____ DOCUMENT EXCERPT
In medical imaging applications, gas-filled microbubbles stabilized with a surfactant or a polymer coating are routinely used as ultrasound contrast agents due to their ability to significantly enhance the ultrasound backscatter signal from blood. Increasingly, these microbubbles are being used as drug or gene delivery vehicles as they allow for targeted cell therapy and improved cell permeability and hence drug absorption. However, the acoustic response and hence, the clinical utility of these microbubbles is highly dependent on the microbubbles’ physical characteristics and the mechanical properties of its coating layer. In turn, these physical and mechanical properties are dependent upon the manufacturing process of these microbubbles.
In general, microbubbles are fabricated with standard emulsification methods like sonification. This method, however, produces microbubbles which are highly heterogeneous; with different sizes, surface properties, stability or dynamic response and drug loading properties. On the other hand, fabrication with microfluidic devices produces microbubbles with highly uniform sizes. Yet, microfluidic devices suffer from low production rates, short device life time and are lacking in control over the surface properties of these microbubbles. Hence, there is a need for an improved system in controlling the properties of microbubbles during fabrication to maximize their clinical effectiveness.
In this technology, a microfluidic-sonication device is developed which allows for the generation of highly uniform microbubbles. With this device, the properties of the physical environment where microbubble formation occurs can be highly controlled. This ensures reproducible manufacturing of microbubbles of more uniform sizes. At the same time, other properties of these microbubbles such as size, distribution, concentration and physical properties could be fine-tuned for enhanced microbubble stability and acoustic response.
________
:: WORK TASK ::
Print the microbubble passage exactly, from "In general, microbubbles" to "their clinical effectiveness.". Rely only on the text above.
____ DATA PROVIDED
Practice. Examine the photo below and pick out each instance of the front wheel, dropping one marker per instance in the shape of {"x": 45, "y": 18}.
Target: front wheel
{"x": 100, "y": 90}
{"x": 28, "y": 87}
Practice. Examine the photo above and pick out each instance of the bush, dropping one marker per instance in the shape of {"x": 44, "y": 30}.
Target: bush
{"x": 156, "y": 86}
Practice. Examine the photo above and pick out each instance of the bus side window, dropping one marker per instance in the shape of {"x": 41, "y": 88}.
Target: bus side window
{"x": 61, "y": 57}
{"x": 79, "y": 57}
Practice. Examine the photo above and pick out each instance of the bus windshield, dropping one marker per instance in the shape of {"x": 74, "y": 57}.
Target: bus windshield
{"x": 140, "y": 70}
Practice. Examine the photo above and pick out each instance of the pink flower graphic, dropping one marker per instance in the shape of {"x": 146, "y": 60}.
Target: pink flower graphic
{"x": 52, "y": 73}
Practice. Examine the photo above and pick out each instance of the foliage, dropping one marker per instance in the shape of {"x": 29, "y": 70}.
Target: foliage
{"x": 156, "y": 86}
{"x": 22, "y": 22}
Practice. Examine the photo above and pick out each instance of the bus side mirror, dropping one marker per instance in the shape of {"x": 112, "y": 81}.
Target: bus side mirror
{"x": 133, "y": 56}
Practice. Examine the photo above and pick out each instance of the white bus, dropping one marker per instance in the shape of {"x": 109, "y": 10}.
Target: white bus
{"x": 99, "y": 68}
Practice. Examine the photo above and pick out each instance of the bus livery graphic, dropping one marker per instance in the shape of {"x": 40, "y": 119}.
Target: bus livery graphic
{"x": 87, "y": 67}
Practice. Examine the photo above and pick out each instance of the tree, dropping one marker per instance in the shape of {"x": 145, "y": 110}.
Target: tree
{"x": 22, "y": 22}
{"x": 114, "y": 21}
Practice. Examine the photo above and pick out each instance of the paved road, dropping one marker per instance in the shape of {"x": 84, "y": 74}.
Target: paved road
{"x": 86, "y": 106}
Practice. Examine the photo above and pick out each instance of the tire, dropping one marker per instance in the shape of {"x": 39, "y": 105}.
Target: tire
________
:: TASK SOLUTION ::
In general, microbubbles are fabricated with standard emulsification methods like sonification. This method, however, produces microbubbles which are highly heterogeneous; with different sizes, surface properties, stability or dynamic response and drug loading properties. On the other hand, fabrication with microfluidic devices produces microbubbles with highly uniform sizes. Yet, microfluidic devices suffer from low production rates, short device life time and are lacking in control over the surface properties of these microbubbles. Hence, there is a need for an improved system in controlling the properties of microbubbles during fabrication to maximize their clinical effectiveness.